**Exercise objective**.
In this exercise, the entries below include pictures. Repeat exactly the lines from the line with "Target: blurred green background" to the line with "Target: white balustrade railing", including both, but without the pictures.

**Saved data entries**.
>>>>>
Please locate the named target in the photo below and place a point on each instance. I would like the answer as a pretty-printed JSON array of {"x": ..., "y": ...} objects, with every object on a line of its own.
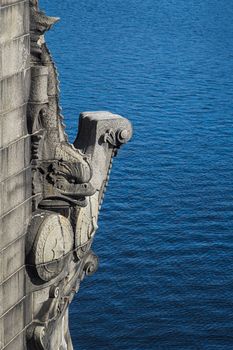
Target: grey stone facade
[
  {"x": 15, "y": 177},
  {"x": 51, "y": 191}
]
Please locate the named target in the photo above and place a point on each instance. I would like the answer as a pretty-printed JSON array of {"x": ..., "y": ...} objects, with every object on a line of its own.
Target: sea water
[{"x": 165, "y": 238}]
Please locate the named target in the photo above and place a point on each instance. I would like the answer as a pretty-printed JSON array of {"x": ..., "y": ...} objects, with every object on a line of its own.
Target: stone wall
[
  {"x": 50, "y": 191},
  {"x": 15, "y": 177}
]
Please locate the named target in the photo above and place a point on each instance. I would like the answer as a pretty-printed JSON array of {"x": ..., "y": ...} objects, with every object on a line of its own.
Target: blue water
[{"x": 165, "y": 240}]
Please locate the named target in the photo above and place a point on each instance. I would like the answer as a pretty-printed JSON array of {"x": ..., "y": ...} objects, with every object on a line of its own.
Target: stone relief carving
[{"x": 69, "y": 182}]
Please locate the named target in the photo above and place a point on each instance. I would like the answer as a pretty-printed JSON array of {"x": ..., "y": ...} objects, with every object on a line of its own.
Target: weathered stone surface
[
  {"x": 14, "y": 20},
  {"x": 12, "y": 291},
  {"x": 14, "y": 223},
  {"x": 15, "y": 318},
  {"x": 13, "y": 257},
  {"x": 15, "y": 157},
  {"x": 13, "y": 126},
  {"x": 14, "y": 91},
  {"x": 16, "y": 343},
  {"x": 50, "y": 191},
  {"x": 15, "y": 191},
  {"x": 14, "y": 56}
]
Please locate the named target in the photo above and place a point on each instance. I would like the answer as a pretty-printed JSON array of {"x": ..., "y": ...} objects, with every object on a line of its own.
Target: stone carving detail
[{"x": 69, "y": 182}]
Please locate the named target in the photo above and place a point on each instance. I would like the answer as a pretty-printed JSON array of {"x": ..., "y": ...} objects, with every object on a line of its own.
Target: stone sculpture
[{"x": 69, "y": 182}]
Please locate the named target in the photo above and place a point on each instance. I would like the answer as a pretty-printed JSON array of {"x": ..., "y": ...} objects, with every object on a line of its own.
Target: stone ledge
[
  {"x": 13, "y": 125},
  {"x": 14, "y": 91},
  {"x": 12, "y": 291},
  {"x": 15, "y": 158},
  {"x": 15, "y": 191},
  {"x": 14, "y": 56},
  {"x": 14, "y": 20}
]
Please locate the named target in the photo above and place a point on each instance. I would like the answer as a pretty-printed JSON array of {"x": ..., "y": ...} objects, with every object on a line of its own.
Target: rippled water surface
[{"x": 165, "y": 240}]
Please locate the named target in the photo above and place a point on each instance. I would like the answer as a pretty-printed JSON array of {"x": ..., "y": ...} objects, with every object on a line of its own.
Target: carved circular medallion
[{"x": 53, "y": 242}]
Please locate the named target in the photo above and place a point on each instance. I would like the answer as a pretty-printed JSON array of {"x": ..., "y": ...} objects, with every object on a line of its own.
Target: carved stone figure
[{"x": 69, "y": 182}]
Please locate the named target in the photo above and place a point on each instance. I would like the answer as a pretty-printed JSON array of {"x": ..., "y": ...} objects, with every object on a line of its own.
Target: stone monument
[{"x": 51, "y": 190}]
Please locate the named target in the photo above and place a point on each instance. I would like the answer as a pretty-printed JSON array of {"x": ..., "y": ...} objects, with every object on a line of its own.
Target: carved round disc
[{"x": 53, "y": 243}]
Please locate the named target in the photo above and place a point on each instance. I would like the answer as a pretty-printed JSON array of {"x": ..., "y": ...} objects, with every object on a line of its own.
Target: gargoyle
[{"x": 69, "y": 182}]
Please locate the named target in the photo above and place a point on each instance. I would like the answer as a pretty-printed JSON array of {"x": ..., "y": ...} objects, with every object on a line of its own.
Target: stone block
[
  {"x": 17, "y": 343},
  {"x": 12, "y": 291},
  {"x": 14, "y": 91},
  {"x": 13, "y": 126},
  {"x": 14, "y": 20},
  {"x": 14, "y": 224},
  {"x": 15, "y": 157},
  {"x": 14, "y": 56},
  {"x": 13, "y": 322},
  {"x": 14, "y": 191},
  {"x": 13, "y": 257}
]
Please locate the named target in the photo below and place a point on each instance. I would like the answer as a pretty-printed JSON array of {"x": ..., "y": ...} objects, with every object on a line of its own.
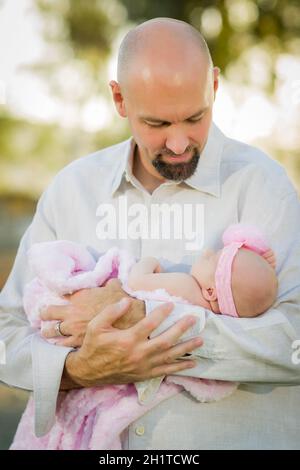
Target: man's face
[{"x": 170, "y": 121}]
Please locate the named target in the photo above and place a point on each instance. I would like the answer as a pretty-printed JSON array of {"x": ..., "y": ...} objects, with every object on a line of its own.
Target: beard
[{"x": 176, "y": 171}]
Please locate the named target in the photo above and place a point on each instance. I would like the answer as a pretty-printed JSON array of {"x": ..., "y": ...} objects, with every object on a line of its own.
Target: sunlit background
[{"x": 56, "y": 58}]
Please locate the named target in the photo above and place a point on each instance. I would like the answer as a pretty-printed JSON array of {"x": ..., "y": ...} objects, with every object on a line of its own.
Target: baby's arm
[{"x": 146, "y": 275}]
<<<<<
>>>>>
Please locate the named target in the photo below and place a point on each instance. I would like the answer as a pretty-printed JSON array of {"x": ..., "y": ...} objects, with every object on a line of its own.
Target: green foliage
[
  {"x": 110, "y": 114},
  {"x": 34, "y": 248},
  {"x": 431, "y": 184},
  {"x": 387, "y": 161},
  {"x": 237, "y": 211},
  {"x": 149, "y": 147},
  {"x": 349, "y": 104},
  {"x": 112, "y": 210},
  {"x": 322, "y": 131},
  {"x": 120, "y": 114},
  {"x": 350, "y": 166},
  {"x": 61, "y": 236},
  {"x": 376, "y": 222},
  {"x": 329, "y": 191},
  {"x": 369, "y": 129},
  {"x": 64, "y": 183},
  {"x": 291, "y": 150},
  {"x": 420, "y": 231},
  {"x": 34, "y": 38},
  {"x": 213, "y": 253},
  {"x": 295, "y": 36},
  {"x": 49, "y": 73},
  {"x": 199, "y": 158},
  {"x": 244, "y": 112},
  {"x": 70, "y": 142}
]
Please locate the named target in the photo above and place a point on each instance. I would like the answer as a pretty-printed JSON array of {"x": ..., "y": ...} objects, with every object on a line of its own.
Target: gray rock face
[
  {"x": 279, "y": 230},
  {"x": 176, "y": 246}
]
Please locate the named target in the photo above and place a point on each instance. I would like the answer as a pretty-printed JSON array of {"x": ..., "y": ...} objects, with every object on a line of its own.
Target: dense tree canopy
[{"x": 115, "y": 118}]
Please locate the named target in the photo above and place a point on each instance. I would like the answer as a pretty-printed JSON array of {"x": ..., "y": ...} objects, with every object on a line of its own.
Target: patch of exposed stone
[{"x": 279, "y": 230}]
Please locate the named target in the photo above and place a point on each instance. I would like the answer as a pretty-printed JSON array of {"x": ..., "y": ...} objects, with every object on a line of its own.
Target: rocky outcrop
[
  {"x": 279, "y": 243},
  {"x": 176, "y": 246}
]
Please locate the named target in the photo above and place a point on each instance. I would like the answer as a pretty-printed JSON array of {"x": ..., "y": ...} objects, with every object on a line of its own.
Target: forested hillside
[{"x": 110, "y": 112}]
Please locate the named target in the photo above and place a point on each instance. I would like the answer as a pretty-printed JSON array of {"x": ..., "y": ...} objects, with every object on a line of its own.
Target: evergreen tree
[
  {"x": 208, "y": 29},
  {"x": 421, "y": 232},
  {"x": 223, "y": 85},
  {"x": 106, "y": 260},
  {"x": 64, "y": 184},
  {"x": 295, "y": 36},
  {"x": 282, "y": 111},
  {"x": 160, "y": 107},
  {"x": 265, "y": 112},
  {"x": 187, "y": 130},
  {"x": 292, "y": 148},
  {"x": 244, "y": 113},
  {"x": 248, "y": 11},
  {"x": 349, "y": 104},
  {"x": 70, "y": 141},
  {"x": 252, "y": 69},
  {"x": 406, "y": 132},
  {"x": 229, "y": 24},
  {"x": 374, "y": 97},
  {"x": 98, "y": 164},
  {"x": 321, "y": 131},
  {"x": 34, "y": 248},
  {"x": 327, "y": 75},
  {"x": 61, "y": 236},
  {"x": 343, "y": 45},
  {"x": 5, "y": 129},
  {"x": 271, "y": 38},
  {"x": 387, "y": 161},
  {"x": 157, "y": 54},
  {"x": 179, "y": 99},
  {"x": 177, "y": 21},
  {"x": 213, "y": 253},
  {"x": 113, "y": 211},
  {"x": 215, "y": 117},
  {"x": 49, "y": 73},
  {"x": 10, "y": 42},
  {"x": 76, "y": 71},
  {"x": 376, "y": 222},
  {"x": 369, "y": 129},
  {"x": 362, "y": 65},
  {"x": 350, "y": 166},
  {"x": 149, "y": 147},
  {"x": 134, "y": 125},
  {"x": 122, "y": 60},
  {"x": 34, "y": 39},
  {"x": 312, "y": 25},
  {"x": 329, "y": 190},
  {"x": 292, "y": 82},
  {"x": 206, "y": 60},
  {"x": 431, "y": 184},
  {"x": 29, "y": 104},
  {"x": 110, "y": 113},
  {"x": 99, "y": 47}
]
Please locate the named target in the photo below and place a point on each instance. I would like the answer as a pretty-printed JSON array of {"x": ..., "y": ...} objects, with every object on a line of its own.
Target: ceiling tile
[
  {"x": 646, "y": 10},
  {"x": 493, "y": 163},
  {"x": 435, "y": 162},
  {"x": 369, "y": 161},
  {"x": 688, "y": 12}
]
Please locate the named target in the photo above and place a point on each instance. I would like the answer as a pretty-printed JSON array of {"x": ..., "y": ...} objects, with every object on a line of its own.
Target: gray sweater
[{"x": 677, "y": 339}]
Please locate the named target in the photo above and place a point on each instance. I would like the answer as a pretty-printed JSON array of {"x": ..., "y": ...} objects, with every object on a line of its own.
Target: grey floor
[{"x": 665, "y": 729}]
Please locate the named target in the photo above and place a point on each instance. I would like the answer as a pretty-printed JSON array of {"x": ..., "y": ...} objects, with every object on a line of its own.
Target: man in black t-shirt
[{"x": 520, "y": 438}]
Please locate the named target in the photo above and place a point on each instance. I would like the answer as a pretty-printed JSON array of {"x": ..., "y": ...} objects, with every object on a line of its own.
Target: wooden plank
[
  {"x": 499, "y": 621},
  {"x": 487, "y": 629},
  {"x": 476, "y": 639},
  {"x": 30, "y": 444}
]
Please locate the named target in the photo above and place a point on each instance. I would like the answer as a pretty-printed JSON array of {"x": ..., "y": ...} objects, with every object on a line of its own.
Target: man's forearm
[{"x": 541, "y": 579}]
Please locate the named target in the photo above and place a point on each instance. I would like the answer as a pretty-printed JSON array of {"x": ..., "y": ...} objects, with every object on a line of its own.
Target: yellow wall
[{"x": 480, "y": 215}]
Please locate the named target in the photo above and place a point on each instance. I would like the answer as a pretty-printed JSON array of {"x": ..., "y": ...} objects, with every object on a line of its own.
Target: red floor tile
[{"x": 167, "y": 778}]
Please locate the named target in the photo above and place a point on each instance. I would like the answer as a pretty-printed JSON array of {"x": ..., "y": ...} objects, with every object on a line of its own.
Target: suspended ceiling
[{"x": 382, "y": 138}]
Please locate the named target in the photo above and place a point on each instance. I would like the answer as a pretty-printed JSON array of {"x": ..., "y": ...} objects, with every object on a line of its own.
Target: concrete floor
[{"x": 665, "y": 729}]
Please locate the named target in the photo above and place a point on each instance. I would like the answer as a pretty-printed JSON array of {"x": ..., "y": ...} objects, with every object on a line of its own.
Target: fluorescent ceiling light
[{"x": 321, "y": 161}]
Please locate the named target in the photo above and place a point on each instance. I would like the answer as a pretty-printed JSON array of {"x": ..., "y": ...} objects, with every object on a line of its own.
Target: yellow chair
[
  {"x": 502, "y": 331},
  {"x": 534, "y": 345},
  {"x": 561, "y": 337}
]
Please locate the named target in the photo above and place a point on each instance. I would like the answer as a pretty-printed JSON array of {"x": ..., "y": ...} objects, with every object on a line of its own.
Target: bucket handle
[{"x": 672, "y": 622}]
<<<<<
>>>>>
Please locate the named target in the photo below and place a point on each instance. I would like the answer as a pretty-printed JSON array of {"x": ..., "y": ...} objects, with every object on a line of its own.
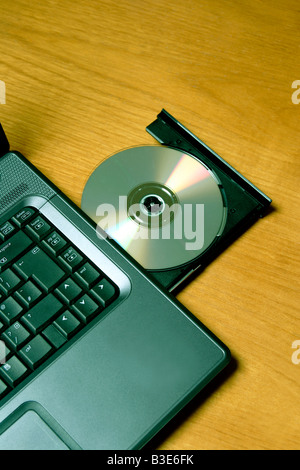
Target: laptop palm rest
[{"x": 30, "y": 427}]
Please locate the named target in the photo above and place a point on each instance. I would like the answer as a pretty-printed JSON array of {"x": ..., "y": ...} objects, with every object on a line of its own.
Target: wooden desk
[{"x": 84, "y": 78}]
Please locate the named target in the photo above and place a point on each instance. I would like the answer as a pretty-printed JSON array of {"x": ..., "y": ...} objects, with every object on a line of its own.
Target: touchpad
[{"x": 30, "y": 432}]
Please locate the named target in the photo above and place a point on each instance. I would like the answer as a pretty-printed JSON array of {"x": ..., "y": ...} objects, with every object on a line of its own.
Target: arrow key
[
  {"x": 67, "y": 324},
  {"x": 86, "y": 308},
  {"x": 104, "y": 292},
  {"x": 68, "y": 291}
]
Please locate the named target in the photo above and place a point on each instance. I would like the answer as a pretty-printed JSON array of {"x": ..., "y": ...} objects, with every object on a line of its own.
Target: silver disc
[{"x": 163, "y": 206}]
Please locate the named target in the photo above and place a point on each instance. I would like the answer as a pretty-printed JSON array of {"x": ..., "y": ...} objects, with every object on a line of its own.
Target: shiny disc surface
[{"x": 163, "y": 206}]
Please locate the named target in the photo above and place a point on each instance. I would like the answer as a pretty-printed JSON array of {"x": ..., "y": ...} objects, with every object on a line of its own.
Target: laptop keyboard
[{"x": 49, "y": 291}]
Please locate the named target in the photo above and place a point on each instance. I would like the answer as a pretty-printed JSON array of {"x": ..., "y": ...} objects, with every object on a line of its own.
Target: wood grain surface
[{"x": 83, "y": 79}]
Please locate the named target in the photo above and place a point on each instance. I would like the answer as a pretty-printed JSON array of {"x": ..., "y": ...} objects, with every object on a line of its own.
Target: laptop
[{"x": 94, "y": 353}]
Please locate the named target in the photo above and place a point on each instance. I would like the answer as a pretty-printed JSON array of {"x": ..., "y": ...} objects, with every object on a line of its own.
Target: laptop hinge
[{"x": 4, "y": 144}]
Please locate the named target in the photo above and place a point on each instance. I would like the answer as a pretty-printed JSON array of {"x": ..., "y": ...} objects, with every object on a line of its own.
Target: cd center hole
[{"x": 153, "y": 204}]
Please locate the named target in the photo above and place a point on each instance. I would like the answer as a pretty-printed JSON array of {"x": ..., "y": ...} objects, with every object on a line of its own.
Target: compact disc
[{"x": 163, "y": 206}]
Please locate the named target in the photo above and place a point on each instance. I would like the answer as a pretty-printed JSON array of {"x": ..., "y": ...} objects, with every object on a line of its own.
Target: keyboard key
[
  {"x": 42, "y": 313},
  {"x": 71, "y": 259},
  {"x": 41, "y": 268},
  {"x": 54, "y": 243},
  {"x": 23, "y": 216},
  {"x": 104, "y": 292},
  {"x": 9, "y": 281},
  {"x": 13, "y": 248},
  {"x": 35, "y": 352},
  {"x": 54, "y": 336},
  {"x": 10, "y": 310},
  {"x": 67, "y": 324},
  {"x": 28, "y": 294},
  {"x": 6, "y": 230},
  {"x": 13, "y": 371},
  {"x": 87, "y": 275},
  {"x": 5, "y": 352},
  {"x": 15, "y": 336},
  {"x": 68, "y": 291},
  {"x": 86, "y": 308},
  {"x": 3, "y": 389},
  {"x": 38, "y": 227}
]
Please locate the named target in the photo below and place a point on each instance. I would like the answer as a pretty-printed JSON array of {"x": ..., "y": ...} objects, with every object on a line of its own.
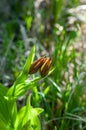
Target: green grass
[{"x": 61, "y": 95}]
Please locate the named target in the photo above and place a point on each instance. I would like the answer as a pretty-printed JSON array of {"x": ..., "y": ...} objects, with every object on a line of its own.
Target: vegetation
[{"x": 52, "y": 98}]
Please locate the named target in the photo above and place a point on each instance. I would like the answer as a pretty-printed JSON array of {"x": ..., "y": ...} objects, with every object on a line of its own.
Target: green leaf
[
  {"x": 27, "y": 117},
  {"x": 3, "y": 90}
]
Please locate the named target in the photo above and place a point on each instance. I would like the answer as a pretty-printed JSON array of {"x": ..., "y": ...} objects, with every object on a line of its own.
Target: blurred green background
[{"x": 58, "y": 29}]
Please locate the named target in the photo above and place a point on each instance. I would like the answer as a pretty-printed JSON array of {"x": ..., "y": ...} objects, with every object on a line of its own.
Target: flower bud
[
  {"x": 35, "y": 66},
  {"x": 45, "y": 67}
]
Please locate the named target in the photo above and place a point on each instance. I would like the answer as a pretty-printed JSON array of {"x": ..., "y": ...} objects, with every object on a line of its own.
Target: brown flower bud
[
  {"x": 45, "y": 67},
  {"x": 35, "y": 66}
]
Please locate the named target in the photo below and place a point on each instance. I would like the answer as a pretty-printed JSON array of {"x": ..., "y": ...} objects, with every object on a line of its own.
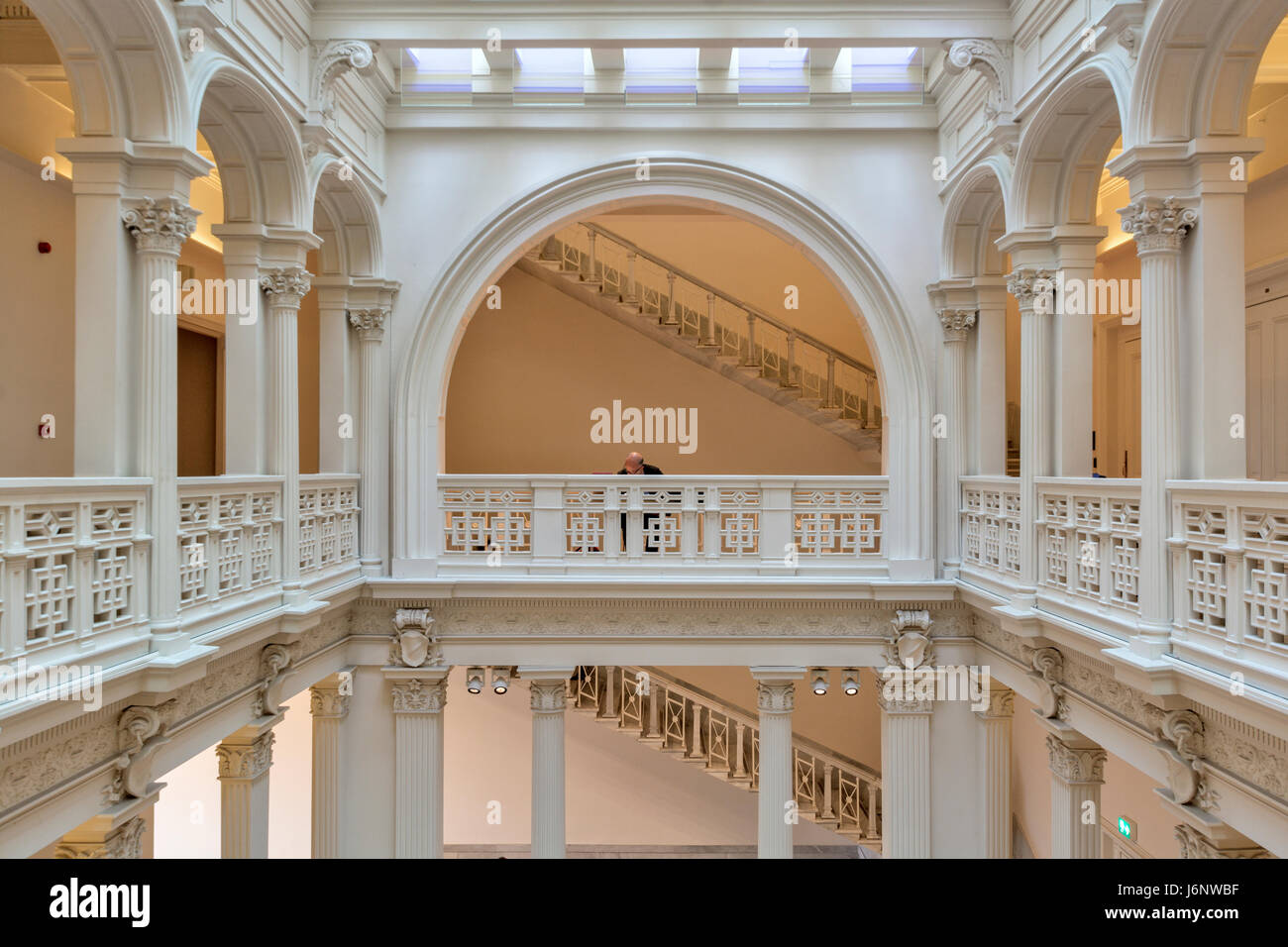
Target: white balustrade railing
<<<<<
**Finished exercise**.
Target: blurred green background
[{"x": 58, "y": 29}]
Please locate the named target in the photo above and place a point on each instance. I would like the answer as a pretty-printed JSON array of {"x": ..., "y": ...} objects, with every object on a line of its own.
Target: flower bud
[
  {"x": 35, "y": 66},
  {"x": 45, "y": 67}
]
Please locate the named target in the photo above and place a point on each instance. I would like the answer as a pretty-printed JSON array of {"x": ..., "y": ...} objects, with every object on a line of its own.
Target: brown flower bud
[
  {"x": 45, "y": 67},
  {"x": 35, "y": 66}
]
Please locate the named target in the photo below and place a point on each instance. I would like the answer as a pretty-printed JSON array of {"x": ..., "y": ...} objects, with every object on a line of its own.
Target: white balustrade railing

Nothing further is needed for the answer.